TEXTE SOURCE -
Luc Brodeur-Jourdain

Brodeur-Jourdain assure n’avoir manqué de rien dans sa jeunesse et il a rendu un bel hommage à sa mère. Mais il confie avoir déjà vu la première femme de sa vie faire des acrobaties pour joindre les deux bouts. Et il sait fort bien que la période actuelle ne fait rien pour aider la situation.

« Dans un temps comme la covid, un Blitz contre la faim, ça peut aider beaucoup de foyers au Québec. Si on peut enlever le stress ne serait-ce que dans un foyer, ce sera déjà ça. Les problèmes s’accentuent en situation de crise comme en ce moment. »

PHOTO D’ARCHIVES OLIVIER PONTBRIAND, LA PRESSE

Luc Brodeur-Jourdain, durant sa dernière saison comme joueur, le 2 juillet 2019.

CONSIGNES À SUIVRE -
1/ Recopiez mot pour mot, dans le passage sur Luc Brodeur-Jourdain, l'extrait qui va de « Brodeur-Jourdain assure n’avoir » jusqu'à « joueur, le 2 juillet 2019. » inclus.
2/ D'après le passage sur Luc Brodeur-Jourdain, pourquoi un Blitz contre la faim peut-il aider beaucoup de foyers au Québec en ce moment ?
Fiez-vous uniquement au passage sur Luc Brodeur-Jourdain.

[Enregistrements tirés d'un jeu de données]
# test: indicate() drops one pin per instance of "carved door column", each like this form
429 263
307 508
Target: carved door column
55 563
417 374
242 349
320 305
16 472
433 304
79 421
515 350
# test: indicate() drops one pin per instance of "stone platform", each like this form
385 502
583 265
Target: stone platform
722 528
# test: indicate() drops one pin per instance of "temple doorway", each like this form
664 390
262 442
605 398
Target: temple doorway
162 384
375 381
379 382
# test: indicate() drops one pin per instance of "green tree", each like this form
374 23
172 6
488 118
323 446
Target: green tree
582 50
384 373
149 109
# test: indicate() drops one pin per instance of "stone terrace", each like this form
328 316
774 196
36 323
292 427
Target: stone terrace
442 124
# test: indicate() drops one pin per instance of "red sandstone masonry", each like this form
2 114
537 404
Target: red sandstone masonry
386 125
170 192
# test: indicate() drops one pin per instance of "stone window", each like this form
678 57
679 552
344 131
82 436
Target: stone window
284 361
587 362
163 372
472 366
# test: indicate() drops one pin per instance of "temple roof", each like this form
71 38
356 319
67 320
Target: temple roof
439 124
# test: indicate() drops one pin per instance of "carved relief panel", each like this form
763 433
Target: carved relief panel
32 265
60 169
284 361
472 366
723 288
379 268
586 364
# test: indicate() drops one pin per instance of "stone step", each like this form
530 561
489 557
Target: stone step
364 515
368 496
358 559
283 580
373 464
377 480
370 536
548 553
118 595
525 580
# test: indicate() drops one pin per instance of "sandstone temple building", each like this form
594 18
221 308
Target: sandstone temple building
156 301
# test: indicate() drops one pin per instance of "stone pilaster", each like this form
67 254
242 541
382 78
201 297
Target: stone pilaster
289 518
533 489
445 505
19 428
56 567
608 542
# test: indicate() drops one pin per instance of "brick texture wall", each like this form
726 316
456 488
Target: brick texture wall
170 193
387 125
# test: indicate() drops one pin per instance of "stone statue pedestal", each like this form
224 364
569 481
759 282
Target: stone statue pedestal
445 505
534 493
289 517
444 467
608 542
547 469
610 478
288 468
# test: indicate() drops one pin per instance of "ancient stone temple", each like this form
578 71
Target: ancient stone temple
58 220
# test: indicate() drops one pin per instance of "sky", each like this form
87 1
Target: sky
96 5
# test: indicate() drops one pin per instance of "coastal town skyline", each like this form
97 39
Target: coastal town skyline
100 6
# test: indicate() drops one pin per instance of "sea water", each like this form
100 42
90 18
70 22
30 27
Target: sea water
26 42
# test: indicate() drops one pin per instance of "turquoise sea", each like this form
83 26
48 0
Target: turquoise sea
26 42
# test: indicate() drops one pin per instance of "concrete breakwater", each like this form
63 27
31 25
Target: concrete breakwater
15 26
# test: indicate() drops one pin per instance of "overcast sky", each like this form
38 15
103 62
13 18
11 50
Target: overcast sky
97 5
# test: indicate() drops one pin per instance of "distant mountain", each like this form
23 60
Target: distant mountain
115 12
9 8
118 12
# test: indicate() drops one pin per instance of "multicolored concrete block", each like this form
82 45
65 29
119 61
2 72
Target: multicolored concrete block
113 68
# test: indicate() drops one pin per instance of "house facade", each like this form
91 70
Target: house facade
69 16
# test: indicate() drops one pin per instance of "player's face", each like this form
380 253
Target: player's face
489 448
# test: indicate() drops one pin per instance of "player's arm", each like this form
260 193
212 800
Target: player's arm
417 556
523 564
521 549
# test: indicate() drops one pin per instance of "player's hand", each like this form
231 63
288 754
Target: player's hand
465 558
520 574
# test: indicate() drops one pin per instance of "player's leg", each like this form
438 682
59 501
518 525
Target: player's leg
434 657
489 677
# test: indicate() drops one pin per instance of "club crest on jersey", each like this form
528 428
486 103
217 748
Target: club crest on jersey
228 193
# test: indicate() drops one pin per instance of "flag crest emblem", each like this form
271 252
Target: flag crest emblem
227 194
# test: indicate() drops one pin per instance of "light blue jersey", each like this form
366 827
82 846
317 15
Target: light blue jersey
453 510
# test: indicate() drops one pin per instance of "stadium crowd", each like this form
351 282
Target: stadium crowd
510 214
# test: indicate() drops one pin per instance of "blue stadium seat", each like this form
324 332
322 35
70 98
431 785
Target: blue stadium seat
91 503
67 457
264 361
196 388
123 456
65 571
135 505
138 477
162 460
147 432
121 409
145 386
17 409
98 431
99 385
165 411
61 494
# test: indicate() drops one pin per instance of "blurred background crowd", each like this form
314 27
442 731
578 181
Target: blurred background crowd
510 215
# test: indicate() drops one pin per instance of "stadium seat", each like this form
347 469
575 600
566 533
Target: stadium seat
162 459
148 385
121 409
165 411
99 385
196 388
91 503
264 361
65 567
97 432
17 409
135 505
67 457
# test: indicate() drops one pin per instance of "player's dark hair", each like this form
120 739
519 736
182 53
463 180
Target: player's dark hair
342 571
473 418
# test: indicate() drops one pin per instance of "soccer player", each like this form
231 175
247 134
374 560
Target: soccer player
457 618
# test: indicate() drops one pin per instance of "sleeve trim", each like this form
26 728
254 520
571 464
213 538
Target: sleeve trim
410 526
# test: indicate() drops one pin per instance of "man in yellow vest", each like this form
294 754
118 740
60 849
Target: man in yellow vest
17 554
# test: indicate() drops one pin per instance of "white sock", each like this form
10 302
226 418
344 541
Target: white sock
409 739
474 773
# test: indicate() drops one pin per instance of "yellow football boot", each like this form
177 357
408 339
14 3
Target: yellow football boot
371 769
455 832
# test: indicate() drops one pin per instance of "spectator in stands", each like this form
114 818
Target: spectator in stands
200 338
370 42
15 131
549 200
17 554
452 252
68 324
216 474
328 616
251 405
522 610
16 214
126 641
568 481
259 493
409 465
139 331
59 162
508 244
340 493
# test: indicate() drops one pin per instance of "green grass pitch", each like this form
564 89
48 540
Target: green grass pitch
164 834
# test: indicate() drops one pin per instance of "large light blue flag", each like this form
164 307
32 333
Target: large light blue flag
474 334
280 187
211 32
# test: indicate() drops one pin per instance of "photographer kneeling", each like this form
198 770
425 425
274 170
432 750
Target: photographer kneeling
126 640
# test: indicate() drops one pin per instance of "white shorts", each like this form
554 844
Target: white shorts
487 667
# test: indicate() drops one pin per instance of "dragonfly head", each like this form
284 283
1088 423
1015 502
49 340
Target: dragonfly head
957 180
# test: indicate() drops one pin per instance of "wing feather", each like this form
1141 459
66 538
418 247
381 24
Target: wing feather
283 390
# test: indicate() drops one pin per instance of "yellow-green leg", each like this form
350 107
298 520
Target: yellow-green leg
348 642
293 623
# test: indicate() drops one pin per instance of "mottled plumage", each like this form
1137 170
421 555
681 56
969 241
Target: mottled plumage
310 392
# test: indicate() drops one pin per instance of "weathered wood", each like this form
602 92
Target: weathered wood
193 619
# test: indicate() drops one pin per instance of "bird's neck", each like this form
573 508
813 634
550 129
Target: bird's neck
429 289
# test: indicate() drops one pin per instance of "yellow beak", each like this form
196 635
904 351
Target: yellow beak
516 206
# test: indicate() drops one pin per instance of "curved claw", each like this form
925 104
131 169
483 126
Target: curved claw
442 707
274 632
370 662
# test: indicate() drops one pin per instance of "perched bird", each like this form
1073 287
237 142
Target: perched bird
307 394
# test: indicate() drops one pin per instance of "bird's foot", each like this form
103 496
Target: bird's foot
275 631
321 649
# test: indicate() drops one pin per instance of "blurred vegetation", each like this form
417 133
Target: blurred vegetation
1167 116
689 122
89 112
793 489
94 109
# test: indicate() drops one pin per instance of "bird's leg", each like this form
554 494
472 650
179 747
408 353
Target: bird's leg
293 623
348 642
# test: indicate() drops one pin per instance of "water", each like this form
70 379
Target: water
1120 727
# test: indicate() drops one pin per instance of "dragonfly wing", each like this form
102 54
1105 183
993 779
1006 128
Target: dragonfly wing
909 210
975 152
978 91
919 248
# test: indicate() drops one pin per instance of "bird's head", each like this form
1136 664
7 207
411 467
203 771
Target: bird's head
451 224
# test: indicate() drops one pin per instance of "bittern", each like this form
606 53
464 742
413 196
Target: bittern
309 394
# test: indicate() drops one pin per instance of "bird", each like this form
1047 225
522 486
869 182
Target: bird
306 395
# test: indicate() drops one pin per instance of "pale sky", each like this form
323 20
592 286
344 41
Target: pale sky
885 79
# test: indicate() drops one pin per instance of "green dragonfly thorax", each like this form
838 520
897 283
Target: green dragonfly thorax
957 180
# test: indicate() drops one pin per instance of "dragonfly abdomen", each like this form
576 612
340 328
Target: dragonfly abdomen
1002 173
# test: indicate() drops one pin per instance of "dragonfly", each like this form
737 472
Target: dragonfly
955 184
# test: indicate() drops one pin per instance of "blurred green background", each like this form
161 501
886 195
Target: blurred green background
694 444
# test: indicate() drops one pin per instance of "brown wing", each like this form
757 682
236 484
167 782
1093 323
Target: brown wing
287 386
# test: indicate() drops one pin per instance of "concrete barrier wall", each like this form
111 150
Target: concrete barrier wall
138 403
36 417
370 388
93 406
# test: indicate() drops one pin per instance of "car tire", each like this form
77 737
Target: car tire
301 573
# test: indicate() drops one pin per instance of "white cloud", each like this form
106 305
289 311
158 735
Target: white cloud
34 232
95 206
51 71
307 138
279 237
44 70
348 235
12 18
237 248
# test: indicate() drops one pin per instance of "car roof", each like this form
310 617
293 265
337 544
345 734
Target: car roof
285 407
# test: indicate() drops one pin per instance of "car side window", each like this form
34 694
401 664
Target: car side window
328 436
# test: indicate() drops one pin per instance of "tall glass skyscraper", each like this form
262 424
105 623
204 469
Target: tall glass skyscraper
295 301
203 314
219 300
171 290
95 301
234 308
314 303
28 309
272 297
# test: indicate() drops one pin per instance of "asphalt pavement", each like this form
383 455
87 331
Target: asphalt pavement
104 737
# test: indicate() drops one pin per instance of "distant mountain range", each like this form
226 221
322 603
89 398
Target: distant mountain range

RÉPONSES DANS L'ORDRE -
1/
Brodeur-Jourdain assure n’avoir manqué de rien dans sa jeunesse et il a rendu un bel hommage à sa mère. Mais il confie avoir déjà vu la première femme de sa vie faire des acrobaties pour joindre les deux bouts. Et il sait fort bien que la période actuelle ne fait rien pour aider la situation.

« Dans un temps comme la covid, un Blitz contre la faim, ça peut aider beaucoup de foyers au Québec. Si on peut enlever le stress ne serait-ce que dans un foyer, ce sera déjà ça. Les problèmes s’accentuent en situation de crise comme en ce moment. »

PHOTO D’ARCHIVES OLIVIER PONTBRIAND, LA PRESSE

Luc Brodeur-Jourdain, durant sa dernière saison comme joueur, le 2 juillet 2019.

2/ Les problèmes s'accentuent en situation de crise, comme pendant la covid. Luc Brodeur-Jourdain sait aussi que la période actuelle n'aide en rien ceux qui doivent faire des acrobaties pour joindre les deux bouts.